··· DOCUMENT SEGMENT ···

Indexes and Fragmentation in SQL Server 2000 Part 1

  • Comments posted here are about the content posted at temp

  • Joe,

    Thank you for the excellant article.

    When I wrote a year ago my article about fragmentation, this is exactly what I had in mind - but since I am not an SQL expert, I could not do it myself.

    Please read my article at

    and look at where I present the fragmentation measurement model. This model is working for more than 100,000 users, and proves to be accurate. If you want to join forces and give the audience of this forum a solution - I am ready.

    Koby Biller

  • Thanks for the article cant wait for the next instalment. One thing that has confused me over the years is how sql stores and organises text data. You do not include this type of data field in your table,is their a reason for this? if you can just explain about text data as i find you explinations so far very easy to understand.

  • Hi Joe

    I really enjoyed this article.  I am not a SQL expert in any way, and found the step by easy step approach excellent.  I really feel I have learned something and time spent here was very worthwhile.  I look forward to the next article - particularly with a view towards indexes.

    Many thanks for the time you spent on this.


  • Very nice - I have learned a lot, cannot wait till the next article.

    -- Cory

  • Good article, To the point. Cleared the basics! Keep up the good work.

  • How this relates to the real world is this...

    1) No clustered Index = A Heap

    2) Add some Non-clustered indexes to a table and you still have a heap

    3) Add more data with the non-clustered indexes and your heaped table will GROW by leaps and bounds !!

    4) You want to make the table smaller BUT  a heap cannot be defragged! (nothing works, DBCC indexdefrag etc..)

    5) You MUST create a clustered index to force defragmentation

    Moral - NEVER create non-clustered indexes without creating a clustered index first!

    I have come across this knowledge through evaluation of a legacy database which is massive for apparently no reason.  I could not shrink its size no matter what I did.  Only after much reading did I come across the "Heap Gem" of knowledge and was able to cut the DB down to 40% of its original size by adding, yes adding, clustered indexes to the top 30 largest tables.  There were hundreds of tables, dunno what would have happened by adding a CI to all appropriate tables.

    - B

  • Hi Billy

    Great additional help to Joe's article.

    Thanks for this.


  • Great article Joe.  Thanks a bunch.  Your take on extent switching was new to me.  I'm in hopes that the rest of your series will help clear up a mystery for us.

    Billy, I agree with you.  This goes into our mystery.  One table with less than 100 thousand rows had sporadic inserts take MINUTES to complete.  The majority of inserts take fractions of seconds.  All DBCC indications were clean. Re-index had been done and still it happened. A specific insert would hang.  If you drop the row and re-run that specific insert would take long.

···

TASK DIRECTIONS
Reproduce word for word the passage of the SQL Server fragmentation comments from "Moral - NEVER" to "to Joe's article.".

··· SUPPLIED DATA ···

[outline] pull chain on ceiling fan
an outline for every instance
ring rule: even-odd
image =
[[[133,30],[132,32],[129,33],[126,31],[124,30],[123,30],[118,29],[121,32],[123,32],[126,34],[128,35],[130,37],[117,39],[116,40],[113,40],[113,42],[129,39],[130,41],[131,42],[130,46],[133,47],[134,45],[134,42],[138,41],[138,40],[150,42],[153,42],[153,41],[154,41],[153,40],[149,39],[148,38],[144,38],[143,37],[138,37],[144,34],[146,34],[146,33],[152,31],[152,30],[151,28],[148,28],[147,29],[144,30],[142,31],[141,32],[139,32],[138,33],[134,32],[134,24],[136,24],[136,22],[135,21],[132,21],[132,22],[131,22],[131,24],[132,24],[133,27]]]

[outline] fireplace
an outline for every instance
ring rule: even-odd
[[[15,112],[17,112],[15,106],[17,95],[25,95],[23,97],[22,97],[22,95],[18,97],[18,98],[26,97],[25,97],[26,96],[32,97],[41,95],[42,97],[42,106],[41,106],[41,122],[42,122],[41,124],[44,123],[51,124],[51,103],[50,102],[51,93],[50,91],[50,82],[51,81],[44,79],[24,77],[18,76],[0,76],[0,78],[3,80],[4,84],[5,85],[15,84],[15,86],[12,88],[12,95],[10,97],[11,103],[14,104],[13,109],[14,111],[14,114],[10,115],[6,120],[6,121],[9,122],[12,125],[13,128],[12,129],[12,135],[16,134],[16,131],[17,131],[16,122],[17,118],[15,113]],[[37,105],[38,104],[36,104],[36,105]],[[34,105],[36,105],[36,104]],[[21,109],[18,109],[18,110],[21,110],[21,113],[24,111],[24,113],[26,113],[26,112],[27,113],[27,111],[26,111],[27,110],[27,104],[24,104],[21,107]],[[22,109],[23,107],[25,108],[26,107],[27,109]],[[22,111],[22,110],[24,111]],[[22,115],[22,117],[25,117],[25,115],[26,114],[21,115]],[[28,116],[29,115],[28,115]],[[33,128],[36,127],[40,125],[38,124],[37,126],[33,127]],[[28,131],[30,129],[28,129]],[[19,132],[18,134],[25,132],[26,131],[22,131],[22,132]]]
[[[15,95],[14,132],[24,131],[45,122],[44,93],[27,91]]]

···
··· SUPPLIED DATA ···

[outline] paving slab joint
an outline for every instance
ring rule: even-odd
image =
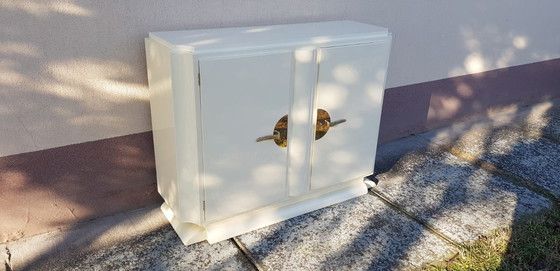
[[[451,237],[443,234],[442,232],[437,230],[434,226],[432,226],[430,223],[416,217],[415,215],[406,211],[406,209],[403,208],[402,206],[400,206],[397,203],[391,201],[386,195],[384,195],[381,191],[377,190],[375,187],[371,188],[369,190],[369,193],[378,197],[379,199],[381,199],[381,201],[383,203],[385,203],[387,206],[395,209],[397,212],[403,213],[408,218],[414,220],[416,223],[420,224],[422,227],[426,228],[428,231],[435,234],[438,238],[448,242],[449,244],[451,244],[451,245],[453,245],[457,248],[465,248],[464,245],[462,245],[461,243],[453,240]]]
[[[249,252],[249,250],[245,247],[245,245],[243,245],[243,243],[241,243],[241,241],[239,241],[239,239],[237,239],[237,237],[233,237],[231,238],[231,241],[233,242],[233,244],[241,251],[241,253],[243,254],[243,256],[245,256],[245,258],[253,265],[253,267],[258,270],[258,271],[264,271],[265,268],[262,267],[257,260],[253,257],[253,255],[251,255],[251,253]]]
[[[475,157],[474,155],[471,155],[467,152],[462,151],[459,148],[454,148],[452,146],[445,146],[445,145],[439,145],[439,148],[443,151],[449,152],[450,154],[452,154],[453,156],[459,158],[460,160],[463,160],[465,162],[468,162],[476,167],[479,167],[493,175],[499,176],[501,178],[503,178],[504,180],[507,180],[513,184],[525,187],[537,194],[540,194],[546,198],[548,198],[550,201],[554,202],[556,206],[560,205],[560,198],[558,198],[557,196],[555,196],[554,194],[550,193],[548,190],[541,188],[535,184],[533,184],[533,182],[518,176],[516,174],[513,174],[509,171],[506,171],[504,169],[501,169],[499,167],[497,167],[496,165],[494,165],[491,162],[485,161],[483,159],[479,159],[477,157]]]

···

SOLUTION BELOW
Moral - NEVER create non-clustered indexes without creating a clustered index first!

    I have come across this knowledge through evaluation of a legacy database which is massive for apparently no reason.  I could not shrink its size no matter what I did.  Only after much reading did I come across the "Heap Gem" of knowledge and was able to cut the DB down to 40% of its original size by adding, yes adding, clustered indexes to the top 30 largest tables.  There were hundreds of tables, dunno what would have happened by adding a CI to all appropriate tables.

    - B

  • Hi Billy

    Great additional help to Joe's article.